DIRECTIONS FOR THIS TASK
Locate every line in the records below that contains the word "beige", matching case, and copy each of those lines.
┄┄┄┄┄┄┄┄┄┄┄┄┄┄┄┄┄┄┄┄
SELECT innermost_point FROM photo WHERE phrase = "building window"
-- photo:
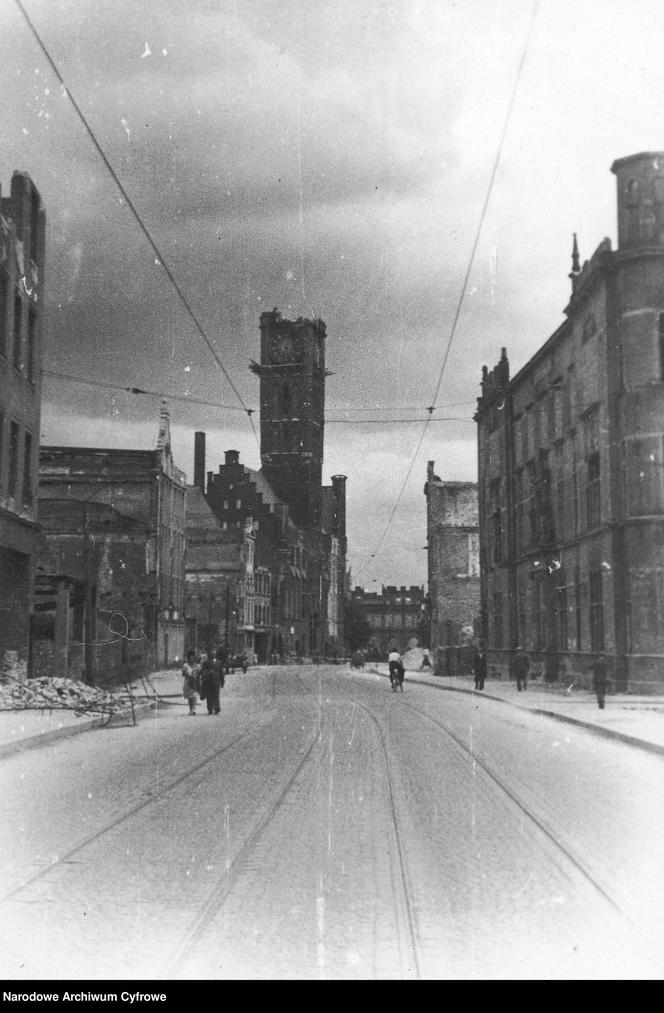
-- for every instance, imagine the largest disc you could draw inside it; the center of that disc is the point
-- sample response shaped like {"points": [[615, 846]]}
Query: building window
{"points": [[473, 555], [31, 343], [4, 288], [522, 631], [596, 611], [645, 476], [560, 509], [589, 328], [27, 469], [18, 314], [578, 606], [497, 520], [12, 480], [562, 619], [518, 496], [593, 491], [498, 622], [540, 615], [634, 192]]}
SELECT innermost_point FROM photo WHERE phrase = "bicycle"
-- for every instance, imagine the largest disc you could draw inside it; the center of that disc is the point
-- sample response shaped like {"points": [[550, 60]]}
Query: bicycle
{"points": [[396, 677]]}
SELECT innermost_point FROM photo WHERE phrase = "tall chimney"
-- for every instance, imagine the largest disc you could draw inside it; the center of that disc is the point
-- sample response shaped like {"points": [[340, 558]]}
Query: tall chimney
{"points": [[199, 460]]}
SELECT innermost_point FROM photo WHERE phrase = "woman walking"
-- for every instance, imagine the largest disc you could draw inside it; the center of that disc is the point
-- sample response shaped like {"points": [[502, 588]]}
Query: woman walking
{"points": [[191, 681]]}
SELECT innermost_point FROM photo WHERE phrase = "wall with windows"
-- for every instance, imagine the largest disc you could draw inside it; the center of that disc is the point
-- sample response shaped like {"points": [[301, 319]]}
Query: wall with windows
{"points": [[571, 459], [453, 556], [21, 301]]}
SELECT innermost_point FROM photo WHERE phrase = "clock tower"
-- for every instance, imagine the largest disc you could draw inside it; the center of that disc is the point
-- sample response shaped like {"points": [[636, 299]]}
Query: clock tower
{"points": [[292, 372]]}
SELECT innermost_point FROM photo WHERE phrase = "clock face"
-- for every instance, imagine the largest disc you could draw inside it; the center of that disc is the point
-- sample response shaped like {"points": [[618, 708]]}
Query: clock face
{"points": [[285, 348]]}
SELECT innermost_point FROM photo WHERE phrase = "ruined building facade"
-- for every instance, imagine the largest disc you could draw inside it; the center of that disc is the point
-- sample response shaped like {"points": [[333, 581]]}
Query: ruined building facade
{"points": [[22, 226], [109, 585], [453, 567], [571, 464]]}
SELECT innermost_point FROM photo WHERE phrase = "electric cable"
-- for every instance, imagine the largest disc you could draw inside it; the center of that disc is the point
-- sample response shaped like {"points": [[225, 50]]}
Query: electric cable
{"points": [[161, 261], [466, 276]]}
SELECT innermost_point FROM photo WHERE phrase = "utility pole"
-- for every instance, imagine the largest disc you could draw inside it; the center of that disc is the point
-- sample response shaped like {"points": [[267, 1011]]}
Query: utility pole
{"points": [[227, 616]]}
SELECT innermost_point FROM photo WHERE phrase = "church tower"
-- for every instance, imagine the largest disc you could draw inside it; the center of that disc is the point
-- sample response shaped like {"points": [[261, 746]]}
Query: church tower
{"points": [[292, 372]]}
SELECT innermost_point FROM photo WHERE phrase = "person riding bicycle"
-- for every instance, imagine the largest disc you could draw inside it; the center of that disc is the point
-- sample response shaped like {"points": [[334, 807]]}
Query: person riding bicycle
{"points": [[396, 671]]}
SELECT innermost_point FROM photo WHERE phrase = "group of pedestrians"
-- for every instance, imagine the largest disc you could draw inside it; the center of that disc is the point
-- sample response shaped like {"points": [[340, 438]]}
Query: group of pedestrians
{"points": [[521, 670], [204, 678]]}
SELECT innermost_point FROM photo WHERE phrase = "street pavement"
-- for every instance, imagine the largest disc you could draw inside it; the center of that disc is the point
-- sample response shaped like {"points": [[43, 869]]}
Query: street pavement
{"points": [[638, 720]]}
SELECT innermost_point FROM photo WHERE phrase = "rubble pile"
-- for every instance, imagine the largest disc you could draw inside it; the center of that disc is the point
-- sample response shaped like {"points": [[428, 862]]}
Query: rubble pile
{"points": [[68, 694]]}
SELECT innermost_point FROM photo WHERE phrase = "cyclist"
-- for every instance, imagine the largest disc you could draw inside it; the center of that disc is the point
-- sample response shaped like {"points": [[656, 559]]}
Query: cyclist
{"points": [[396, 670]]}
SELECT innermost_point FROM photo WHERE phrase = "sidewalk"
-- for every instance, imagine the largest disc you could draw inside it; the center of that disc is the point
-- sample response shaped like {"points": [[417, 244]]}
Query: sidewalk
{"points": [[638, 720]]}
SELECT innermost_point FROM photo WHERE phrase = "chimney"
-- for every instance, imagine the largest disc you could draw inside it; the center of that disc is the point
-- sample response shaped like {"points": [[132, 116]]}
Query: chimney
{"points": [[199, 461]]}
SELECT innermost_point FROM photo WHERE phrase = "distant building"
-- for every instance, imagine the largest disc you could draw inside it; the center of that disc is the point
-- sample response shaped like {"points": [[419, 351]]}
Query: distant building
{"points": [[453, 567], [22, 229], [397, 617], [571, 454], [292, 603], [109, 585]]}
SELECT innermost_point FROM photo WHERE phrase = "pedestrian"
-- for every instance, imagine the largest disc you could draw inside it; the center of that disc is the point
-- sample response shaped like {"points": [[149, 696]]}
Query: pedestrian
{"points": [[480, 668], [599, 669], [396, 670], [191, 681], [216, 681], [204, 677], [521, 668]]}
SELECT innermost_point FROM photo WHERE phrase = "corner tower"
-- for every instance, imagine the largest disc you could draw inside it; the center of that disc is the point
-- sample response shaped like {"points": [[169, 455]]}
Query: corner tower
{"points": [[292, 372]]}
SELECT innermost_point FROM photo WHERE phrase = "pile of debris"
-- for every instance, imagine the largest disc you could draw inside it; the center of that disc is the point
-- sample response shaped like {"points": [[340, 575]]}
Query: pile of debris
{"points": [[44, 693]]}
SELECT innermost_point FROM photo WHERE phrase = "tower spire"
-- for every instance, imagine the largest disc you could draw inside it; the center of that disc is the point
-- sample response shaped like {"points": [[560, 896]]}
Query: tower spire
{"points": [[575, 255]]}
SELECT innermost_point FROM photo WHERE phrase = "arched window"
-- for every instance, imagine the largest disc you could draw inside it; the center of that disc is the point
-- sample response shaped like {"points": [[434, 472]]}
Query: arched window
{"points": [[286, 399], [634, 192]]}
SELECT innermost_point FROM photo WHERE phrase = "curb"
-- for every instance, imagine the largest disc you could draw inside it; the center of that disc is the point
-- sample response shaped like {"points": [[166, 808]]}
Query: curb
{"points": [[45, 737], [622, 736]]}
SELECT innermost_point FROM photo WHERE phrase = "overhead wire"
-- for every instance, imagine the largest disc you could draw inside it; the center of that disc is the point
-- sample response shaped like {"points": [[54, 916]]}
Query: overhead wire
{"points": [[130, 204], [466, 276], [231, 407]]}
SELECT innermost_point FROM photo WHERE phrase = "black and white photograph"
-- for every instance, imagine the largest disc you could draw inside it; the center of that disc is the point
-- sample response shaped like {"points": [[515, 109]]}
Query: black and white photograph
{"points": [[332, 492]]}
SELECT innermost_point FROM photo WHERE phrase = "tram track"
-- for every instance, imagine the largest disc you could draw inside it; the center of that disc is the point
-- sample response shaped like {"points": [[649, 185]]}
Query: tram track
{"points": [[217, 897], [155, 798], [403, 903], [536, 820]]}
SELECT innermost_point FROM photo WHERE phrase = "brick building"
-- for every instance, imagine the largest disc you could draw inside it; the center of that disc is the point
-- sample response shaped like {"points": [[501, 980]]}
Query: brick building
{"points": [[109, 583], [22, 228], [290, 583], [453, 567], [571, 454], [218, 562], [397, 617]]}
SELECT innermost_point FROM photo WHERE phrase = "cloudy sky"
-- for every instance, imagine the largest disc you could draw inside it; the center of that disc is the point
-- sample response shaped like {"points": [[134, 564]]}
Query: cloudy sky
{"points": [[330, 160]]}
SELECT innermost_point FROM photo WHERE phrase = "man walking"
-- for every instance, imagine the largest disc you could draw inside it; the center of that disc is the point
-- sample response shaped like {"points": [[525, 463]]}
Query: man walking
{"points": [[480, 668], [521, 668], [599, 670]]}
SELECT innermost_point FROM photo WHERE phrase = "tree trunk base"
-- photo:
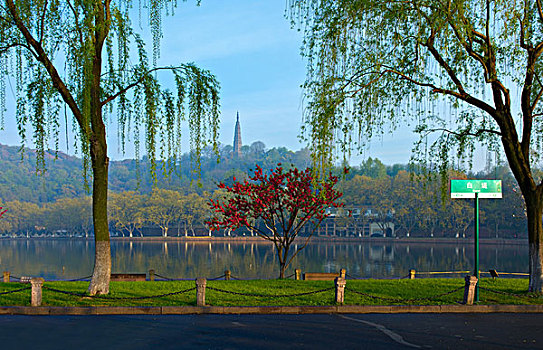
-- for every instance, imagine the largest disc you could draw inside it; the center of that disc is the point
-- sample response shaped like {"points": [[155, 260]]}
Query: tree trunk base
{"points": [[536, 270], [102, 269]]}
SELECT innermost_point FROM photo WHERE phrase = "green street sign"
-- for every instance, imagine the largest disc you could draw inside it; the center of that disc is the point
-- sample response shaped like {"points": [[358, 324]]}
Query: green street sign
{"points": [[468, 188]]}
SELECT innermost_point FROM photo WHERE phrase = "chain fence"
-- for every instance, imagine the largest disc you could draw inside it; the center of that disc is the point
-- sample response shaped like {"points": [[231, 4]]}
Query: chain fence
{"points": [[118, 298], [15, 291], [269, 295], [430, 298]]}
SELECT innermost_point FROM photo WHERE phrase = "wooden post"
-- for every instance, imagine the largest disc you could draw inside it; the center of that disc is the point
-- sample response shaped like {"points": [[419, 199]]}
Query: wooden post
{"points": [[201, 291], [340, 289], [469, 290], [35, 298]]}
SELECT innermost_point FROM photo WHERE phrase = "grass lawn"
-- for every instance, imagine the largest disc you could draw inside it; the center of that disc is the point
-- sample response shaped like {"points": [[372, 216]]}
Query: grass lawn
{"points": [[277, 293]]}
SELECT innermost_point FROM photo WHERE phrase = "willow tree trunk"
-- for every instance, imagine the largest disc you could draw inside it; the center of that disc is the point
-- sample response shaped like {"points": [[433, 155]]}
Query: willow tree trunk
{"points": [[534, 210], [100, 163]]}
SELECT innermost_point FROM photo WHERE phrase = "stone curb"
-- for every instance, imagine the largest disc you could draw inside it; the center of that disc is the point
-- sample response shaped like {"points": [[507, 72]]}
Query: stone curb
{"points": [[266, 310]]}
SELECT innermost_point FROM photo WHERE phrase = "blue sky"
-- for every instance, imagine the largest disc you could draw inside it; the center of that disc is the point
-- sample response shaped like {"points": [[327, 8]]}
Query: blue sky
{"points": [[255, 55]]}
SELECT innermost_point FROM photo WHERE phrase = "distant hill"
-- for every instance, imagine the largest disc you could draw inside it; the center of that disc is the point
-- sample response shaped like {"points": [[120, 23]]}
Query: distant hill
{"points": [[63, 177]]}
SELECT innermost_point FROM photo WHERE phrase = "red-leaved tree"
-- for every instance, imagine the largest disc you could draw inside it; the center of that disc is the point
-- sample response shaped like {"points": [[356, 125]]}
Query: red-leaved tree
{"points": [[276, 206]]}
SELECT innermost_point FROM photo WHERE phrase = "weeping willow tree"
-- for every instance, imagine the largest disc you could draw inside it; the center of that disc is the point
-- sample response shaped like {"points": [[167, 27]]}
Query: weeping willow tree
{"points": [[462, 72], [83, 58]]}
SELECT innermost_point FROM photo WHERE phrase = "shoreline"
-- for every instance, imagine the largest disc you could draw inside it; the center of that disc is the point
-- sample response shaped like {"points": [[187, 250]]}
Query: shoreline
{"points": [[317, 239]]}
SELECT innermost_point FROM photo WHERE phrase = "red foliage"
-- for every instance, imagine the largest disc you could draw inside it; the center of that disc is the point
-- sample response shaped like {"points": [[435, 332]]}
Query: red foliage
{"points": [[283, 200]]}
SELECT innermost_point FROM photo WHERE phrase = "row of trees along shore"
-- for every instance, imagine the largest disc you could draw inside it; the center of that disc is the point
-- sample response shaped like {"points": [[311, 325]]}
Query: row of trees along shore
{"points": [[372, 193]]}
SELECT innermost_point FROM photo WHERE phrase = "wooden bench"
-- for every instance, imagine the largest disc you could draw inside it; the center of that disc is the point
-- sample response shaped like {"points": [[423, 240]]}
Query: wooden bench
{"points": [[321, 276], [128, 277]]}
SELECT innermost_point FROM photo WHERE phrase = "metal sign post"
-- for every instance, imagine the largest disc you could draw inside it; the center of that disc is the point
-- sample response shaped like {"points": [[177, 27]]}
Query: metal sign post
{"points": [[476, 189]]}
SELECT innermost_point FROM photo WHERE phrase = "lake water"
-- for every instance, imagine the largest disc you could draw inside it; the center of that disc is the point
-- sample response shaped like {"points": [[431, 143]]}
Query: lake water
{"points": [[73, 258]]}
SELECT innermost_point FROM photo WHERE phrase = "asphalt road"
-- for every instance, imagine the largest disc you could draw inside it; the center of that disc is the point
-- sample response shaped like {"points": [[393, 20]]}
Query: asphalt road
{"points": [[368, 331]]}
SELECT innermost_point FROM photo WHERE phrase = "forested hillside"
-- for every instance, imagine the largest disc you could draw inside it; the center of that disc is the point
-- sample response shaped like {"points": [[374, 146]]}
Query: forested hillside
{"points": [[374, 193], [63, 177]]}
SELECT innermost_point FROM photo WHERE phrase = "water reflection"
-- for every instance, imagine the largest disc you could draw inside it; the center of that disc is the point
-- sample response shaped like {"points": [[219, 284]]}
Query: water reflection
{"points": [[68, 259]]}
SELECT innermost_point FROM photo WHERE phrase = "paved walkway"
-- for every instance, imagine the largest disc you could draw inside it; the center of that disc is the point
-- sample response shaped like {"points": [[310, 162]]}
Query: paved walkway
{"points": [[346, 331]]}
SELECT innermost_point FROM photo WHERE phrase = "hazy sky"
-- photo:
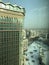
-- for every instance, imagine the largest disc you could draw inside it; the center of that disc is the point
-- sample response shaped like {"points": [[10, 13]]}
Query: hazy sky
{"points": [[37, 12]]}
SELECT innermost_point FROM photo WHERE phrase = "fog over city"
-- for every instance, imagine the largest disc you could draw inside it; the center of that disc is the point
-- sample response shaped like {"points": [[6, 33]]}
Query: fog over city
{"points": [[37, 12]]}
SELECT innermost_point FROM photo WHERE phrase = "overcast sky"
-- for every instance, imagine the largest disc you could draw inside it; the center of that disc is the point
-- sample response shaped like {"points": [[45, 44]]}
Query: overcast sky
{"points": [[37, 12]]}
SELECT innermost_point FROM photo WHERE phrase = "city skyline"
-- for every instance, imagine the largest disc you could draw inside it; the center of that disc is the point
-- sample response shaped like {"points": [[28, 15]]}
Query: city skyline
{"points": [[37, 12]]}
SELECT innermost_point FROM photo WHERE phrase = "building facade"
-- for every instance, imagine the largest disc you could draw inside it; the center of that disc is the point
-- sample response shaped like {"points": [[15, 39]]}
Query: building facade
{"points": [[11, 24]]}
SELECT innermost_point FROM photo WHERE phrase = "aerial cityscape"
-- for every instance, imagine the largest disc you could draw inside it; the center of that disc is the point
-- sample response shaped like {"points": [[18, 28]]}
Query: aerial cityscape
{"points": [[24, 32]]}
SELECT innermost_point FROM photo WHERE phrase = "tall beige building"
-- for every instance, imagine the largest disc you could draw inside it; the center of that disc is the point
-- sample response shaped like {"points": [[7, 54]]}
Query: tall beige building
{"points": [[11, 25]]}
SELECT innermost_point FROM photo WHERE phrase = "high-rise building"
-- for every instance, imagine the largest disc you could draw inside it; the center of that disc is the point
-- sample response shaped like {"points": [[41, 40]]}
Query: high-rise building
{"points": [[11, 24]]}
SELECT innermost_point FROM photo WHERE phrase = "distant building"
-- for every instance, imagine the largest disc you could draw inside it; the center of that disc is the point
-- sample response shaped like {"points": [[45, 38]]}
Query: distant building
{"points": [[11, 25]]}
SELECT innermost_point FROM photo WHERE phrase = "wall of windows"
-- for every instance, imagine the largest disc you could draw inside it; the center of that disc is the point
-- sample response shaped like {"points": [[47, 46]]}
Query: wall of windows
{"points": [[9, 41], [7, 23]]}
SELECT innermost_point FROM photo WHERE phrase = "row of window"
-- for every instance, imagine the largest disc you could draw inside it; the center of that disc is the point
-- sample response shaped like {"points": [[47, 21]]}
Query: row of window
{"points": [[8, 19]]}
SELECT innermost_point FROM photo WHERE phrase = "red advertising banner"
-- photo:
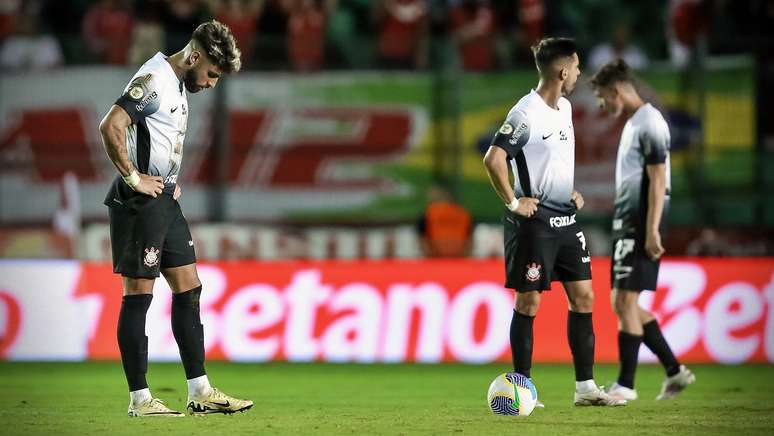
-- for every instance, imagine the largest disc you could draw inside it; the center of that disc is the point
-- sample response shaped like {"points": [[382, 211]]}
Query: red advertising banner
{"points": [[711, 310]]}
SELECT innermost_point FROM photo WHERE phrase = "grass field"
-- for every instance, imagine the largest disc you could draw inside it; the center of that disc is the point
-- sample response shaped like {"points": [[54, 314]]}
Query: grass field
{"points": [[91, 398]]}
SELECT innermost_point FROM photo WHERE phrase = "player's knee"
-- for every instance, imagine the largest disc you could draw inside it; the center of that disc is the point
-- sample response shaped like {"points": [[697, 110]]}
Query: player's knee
┄┄┄┄┄┄┄┄┄┄┄┄┄┄┄┄┄┄┄┄
ANSWER TO THE EXERCISE
SELECT innermost_point FROM photo WHERE phrase = "tall beige building"
Query: tall beige building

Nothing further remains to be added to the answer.